- _SOURCE PASSAGE_:
-- -- --
Hi Hans N,
Thanks for your review. Below is the clarification:

> A question, if avd_imm_reinit_bg is called with  imm_reinit_mutex taken, there
> will be a deadlock due to the conditional wait on
> imm_reinit_thread_startup_mutex , so what is the purpose of the
> imm_reinit_thread_startup_mutex?

avd_imm_reinit_bg is never called with imm_reinit_mutex taken. Rather, 
imm_reinit_mutex is taken in avd_imm_reinit_bg_thread.

Below is the problem, because of which I needed imm_reinit_thread_startup_mutex:
When avd_imm_reinit_bg is being called, it is spawning a separate thread called 
avd_imm_reinit_bg_thread and
Imm interface is being initialized there. Now Imagine, if we don't have 
imm_reinit_thread_startup_mutex and we are
taking imm_reinit_mutex in avd_imm_reinit_bg_thread and in the end, we release 
imm_reinit_mutex in avd_imm_reinit_bg_thread.
-- -- --
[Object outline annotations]
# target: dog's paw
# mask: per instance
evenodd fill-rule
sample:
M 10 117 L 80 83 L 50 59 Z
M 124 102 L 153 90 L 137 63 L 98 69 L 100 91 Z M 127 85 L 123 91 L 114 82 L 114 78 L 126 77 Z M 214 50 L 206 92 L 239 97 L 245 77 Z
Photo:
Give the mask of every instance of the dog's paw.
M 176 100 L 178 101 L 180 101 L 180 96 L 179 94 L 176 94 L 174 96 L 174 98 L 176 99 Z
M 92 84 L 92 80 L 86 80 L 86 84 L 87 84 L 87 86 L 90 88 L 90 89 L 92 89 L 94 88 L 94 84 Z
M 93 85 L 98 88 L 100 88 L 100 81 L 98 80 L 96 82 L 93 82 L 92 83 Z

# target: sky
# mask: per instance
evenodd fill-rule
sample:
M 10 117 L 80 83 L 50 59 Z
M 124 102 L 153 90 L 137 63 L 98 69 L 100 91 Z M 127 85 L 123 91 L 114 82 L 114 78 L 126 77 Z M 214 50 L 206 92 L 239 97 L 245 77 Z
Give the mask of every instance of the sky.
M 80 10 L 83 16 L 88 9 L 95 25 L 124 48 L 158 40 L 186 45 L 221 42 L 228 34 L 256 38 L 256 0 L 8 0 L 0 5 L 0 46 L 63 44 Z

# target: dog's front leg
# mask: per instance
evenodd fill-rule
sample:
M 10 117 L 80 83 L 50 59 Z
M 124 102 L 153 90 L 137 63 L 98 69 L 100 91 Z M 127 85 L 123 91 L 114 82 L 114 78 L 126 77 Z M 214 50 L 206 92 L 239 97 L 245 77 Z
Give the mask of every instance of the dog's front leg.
-- -- --
- _WHAT IS ASKED_:
**A)** Transcribe the mutex reply, starting with "avd_imm_reinit_bg is never" and going on through "imm_reinit_mutex in avd_imm_reinit_bg_thread.".
**B)** According to the mutex reply, in which function is imm_reinit_mutex taken?
**C)** List every distinct function or mutex name written with underscores in the mutex reply.

- _SOLUTIONS TO EACH TASK_:
**A)**
avd_imm_reinit_bg is never called with imm_reinit_mutex taken. Rather, 
imm_reinit_mutex is taken in avd_imm_reinit_bg_thread.

Below is the problem, because of which I needed imm_reinit_thread_startup_mutex:
When avd_imm_reinit_bg is being called, it is spawning a separate thread called 
avd_imm_reinit_bg_thread and
Imm interface is being initialized there. Now Imagine, if we don't have 
imm_reinit_thread_startup_mutex and we are
taking imm_reinit_mutex in avd_imm_reinit_bg_thread and in the end, we release 
imm_reinit_mutex in avd_imm_reinit_bg_thread.

**B)** It is taken in avd_imm_reinit_bg_thread.

**C)**
avd_imm_reinit_bg
imm_reinit_mutex
imm_reinit_thread_startup_mutex
avd_imm_reinit_bg_thread